=== Stated problem ===
Rewrite the records as a JSON list of strings, one string per line and no blank lines. Begin at the line containing "Practice. Locate the white baseboard" and end at the final line of the records.
+++ Materials provided +++
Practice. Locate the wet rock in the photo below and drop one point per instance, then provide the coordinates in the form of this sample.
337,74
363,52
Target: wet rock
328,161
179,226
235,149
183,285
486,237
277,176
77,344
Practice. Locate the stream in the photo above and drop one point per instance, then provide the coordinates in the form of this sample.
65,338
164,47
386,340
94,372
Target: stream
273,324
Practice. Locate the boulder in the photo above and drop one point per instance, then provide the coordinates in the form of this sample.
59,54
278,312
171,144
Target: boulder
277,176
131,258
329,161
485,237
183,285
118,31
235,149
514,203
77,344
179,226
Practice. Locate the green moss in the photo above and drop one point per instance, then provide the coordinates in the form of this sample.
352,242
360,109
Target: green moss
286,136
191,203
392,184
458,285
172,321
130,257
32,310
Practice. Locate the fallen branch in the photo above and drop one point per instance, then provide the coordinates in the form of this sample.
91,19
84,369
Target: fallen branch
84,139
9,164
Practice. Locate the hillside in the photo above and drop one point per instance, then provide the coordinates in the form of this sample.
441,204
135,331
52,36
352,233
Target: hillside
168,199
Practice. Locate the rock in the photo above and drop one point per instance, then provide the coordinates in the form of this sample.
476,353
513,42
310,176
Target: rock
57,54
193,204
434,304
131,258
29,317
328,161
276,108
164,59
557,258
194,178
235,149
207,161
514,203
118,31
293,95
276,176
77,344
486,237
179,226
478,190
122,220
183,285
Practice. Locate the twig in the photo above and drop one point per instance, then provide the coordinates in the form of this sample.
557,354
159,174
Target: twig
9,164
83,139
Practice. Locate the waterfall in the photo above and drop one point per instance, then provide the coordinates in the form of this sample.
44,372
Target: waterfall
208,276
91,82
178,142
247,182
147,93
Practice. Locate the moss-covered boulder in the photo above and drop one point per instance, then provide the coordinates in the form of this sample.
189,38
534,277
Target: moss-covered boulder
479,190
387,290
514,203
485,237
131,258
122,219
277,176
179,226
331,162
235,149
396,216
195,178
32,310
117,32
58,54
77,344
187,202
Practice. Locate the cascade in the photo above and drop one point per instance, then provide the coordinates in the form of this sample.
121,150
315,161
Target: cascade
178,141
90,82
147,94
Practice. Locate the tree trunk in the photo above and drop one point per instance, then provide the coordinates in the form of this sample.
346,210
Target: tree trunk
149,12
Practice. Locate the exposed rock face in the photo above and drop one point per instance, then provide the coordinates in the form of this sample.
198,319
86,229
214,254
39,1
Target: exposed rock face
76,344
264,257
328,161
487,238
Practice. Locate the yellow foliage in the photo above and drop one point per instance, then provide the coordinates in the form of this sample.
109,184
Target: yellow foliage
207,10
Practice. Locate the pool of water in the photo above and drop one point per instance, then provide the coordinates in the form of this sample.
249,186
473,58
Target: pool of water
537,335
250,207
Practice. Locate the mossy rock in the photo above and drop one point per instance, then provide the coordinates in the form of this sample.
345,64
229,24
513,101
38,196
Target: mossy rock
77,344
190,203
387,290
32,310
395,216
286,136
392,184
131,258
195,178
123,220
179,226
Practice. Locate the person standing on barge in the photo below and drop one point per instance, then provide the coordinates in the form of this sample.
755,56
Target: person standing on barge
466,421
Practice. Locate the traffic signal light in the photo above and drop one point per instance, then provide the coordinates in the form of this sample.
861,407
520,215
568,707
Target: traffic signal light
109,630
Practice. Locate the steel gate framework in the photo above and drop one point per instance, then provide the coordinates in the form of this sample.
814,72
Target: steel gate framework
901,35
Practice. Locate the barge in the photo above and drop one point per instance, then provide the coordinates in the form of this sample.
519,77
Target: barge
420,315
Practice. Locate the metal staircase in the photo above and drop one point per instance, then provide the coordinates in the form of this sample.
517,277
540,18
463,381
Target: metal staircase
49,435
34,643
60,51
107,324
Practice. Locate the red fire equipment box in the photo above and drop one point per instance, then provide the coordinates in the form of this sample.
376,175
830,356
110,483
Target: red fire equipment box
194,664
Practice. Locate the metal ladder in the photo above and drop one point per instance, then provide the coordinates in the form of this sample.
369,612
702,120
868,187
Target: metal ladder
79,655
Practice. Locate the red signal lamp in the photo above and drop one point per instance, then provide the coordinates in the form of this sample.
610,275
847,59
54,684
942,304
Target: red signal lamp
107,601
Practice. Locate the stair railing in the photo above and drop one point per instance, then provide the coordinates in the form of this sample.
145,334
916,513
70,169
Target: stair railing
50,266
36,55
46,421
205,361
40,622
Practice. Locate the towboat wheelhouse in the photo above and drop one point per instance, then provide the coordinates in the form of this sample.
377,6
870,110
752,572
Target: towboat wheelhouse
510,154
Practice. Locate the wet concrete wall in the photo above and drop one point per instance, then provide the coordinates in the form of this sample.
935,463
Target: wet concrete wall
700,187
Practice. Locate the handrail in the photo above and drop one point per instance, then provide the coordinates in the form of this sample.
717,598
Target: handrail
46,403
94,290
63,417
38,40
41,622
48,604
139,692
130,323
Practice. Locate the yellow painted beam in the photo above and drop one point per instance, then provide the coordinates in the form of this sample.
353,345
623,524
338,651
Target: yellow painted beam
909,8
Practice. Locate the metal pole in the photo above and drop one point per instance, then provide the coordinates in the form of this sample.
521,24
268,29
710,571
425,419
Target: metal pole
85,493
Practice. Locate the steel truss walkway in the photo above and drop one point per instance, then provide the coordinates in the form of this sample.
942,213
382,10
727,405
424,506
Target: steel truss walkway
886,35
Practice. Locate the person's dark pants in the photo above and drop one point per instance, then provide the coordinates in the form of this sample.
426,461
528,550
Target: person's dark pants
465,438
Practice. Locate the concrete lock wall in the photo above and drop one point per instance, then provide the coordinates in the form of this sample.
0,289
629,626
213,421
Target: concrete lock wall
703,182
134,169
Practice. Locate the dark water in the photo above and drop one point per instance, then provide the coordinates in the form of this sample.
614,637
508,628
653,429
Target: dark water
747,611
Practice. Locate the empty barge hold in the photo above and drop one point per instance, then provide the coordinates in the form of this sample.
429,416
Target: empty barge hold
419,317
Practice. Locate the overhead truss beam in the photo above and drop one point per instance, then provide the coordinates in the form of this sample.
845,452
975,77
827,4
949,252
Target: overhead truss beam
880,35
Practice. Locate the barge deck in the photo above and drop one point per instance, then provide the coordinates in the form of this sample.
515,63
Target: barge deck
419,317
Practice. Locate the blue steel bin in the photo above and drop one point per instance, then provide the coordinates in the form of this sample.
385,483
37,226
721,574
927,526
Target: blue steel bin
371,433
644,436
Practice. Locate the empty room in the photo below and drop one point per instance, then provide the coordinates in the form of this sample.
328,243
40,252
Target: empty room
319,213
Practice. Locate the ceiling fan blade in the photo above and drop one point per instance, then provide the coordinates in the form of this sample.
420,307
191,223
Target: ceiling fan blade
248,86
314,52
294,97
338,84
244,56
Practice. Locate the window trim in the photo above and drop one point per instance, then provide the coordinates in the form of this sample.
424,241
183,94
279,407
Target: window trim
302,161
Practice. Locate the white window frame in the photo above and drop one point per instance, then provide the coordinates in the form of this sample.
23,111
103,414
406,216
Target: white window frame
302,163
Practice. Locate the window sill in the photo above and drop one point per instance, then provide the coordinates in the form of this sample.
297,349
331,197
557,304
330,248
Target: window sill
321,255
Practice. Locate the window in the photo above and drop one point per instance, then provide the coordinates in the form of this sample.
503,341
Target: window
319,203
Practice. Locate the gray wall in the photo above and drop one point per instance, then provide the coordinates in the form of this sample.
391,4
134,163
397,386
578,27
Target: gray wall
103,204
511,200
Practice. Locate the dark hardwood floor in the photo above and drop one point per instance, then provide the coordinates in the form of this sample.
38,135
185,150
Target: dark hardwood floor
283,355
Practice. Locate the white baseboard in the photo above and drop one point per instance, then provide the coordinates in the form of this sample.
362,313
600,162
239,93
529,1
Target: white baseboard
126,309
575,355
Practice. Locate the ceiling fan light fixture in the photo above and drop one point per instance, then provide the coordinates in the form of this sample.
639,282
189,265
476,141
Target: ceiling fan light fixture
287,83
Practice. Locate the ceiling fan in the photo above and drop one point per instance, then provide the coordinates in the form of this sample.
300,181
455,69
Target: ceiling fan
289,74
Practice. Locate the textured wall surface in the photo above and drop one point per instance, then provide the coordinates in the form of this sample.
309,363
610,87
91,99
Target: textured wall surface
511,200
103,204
+++
=== Exercise answer ===
[
  "Practice. Locate the white baseboard in the photo above and drop one point per instance, then provide the coordinates in the form of this sample.",
  "362,313",
  "600,162",
  "239,93",
  "529,1",
  "Target: white baseboard",
  "126,309",
  "575,355",
  "Practice. Locate the ceiling fan light fixture in the photo above and drop one point per instance, then provide the coordinates in the form of this sample.",
  "639,282",
  "189,265",
  "476,141",
  "Target: ceiling fan light fixture",
  "287,83",
  "Practice. Locate the ceiling fan in the photo above and drop one point per instance, then provide the coordinates in the form of this sample.",
  "300,181",
  "455,69",
  "Target: ceiling fan",
  "289,74",
  "Practice. Locate the textured wall surface in the photo above and drop one point per instance, then provide the coordinates in the form of this sample.",
  "309,363",
  "610,87",
  "91,99",
  "Target: textured wall surface",
  "511,200",
  "103,204"
]